接骨院、鍼灸院、治療院などでは、病院のような器械による検査ができない為、患者さんを診察する際に主に問診(話を聞く)、視診(目で見る)、触診(手で触る)など自分の感覚を頼りにします。はじめからいろいろなことが判るわけではありません。経験を積んでいくと今まで判らなかった様々な状態、例えば、歪んでいる、固くなっている、腫れているなどのほんのわずかな変化でも判るようになってきます。

少し話は変わりますが、「きさげ」という金属を削る技術をご存知でしょうか。車の部品などを作る機械のもとを作るときに使われる技術で、鉄のシャフトに木の柄がついて、先端に超硬の刃がついている長さ1メートルほどの「のみ」のような道具を使い、人間の手で金属を削ります。金属の表面を可能な限り平に仕上げるのを機械でやると百分の一ミリ単位までしか平らにならないのに、人間の手で行うと「きさげ」は千分の一ミリ単位まで平にするそうです。人間の手は、機械より精度がいいのです。人間の感覚ってすごいと思いませんか。人間の感覚は、日々使って磨いていくと鋭くなってきて、極わずかな変化でも判るようになってきます。逆に使わずにほかっておくとどんどん衰えていきます。恐いものです。頭を使わないとボケが早くなりますよ(笑)。

· · · · · · ·

*課題と練習*:
1. 人間の感覚についての本文を、二文で要約しなさい。
2. 人間の感覚についての本文を、最後の文の後から引き継いで、続きを書きなさい。
この後の記録は、本文とは別の出典から取られたものです。

*提供された記録*:

· · · · · · ·

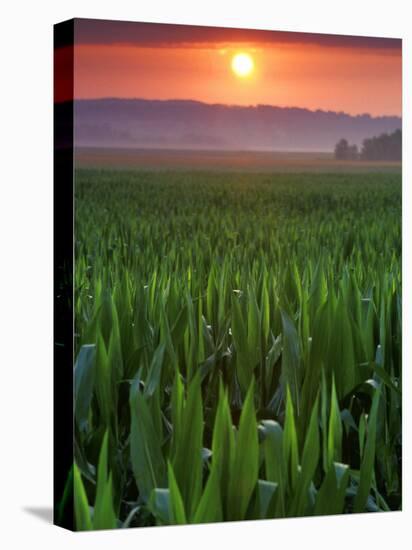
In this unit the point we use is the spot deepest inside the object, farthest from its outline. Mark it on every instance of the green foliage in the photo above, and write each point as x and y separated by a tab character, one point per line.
238	344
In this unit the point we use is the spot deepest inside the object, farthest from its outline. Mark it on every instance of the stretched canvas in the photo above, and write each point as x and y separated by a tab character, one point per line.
228	248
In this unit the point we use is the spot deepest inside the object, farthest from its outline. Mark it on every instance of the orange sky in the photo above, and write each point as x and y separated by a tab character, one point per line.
350	76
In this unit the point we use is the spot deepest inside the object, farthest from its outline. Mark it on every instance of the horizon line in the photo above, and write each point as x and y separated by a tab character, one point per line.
232	105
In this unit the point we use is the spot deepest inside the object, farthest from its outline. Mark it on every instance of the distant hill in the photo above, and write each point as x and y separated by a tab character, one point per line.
188	124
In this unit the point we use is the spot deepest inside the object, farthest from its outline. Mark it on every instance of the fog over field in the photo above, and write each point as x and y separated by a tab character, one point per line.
184	124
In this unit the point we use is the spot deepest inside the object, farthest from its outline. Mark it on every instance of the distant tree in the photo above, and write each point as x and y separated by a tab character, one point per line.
344	151
383	147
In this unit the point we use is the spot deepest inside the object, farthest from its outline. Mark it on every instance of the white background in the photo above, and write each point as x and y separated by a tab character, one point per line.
26	271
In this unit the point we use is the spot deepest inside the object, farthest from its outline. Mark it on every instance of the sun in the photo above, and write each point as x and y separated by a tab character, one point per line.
242	64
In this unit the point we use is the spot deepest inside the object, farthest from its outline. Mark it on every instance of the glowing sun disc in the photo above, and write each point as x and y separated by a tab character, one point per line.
242	64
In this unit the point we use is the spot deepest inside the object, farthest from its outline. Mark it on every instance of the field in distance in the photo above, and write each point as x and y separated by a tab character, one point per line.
248	161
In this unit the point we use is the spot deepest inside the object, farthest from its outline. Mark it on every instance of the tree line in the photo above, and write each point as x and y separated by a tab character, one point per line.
383	147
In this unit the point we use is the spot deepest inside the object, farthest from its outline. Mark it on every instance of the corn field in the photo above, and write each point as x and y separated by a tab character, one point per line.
238	346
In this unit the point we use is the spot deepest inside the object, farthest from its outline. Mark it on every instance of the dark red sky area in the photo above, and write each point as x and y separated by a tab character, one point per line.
154	61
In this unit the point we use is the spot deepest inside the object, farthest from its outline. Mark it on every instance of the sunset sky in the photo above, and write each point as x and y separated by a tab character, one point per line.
152	61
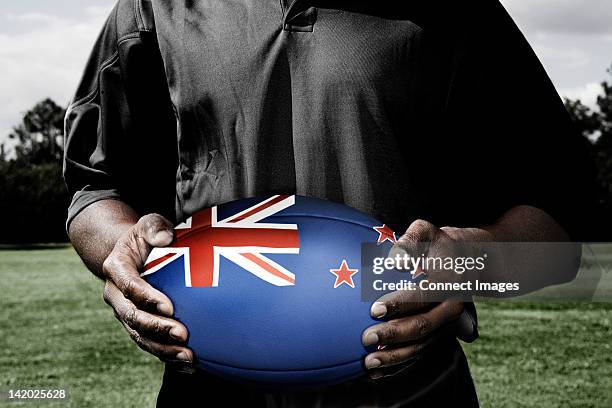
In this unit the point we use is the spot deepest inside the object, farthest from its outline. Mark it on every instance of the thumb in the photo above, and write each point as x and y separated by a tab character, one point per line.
155	230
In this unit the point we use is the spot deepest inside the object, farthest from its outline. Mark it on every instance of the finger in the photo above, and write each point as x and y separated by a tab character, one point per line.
401	303
415	240
380	373
165	352
414	327
154	327
121	270
156	230
394	356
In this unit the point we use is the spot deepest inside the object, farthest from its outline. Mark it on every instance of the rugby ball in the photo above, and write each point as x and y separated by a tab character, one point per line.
269	288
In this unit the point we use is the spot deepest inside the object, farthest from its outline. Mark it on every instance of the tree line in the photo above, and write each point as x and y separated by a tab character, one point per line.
34	200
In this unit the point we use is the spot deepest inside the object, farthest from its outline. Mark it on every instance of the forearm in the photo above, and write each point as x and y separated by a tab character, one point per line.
97	228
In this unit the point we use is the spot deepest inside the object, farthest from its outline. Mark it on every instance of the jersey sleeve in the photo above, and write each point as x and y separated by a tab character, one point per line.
511	140
120	129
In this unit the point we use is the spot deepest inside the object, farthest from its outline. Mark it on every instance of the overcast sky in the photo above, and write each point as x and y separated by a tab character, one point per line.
44	46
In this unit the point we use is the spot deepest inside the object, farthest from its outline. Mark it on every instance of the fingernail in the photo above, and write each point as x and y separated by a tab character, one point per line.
378	310
164	309
372	363
370	340
163	236
181	367
177	334
183	356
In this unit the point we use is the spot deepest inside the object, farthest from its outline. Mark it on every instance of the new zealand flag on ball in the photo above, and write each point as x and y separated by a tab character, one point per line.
269	288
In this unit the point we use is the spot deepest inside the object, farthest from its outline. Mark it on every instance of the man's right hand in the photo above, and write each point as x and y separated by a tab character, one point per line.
145	312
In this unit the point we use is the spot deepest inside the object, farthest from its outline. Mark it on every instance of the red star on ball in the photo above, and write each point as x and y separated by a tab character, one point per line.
344	275
385	234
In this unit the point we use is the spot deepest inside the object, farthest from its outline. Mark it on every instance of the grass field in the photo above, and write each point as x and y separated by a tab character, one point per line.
57	332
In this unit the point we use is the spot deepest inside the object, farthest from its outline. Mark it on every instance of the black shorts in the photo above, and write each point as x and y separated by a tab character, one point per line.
441	378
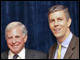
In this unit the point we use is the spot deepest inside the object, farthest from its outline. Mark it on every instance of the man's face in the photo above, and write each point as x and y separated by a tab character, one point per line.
15	39
58	24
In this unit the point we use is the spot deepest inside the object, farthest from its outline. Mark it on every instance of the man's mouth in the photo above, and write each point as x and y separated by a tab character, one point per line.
57	30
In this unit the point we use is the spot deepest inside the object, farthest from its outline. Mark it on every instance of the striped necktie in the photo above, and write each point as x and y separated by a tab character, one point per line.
15	56
59	52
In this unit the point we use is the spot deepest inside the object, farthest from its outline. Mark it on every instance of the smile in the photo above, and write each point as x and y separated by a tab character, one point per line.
57	30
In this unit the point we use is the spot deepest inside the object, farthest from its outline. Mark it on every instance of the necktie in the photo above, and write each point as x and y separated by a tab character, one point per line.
59	52
15	56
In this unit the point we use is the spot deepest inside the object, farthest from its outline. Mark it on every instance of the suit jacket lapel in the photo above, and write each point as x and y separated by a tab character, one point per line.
53	51
5	56
69	51
28	54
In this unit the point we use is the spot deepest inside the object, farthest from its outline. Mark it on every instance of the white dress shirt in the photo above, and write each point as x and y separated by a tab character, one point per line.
64	47
21	54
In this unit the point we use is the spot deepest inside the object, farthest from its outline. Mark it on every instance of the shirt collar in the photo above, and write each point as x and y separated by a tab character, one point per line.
66	42
21	54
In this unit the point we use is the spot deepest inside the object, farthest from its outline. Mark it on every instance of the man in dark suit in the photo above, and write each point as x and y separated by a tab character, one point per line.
16	36
59	23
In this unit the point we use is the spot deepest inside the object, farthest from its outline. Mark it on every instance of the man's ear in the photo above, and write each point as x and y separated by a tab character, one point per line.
69	22
25	38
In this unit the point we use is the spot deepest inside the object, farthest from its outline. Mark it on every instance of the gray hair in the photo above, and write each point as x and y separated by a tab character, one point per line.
58	8
13	24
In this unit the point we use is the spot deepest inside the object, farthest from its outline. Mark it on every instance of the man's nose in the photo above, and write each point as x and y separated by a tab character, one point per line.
56	23
13	40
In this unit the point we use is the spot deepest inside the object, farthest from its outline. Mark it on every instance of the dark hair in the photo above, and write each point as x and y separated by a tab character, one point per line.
58	8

· · · · · · ·

*各課題の解答*:
1. 接骨院や鍼灸院などでは器械による検査ができないため、問診・視診・触診など自分の感覚を頼りに診察し、経験を積むとほんのわずかな変化でも判るようになる。金属を削る「きさげ」では人間の手が機械より精度よく千分の一ミリ単位まで平らに仕上げられ、人間の感覚は日々使えば鋭くなるが、使わずにおくと衰えていく。

2.
ところで、病は気からという言葉があります。同じ病でもその人の気の持ちようで治り方は変わってくるように思います。いつも思っていることですが、病は治療する人が治すのではなく、患者さんご自身の自然治癒力で治るもので、私たちは、その手伝い、自然治癒力を引き出すきっかけや体の環境を作ってあげることをするだけです。そのためには、患者さんとの信頼関係、治療に対する理解が大切になってきます。それなしでは治療効果を最大限に出すことはできないと思っています。

治らないと思っていては、治るものも治りにくい、逆に絶対によくなるんだという強い気持ちがあれば病が早く治る気がします。目に見えるものではないし、はっきりしたデータがあるわけではないのでわかりにくいですが、15年間治療に携わってきて、患者様の心の持ち方、治療する人への信頼関係は、病の治り方に大きく関係してくるものと感じています。

最後に、どこか体の調子の悪い方は、もう治らないとあきらめるのではなく、よくなるんだと思って下さい。そう思わなければ治るものも治らないと思います。そして、いま治療をされているならその先生を信頼してあげて下さい。そうすればきっとよい結果が待っていると思います。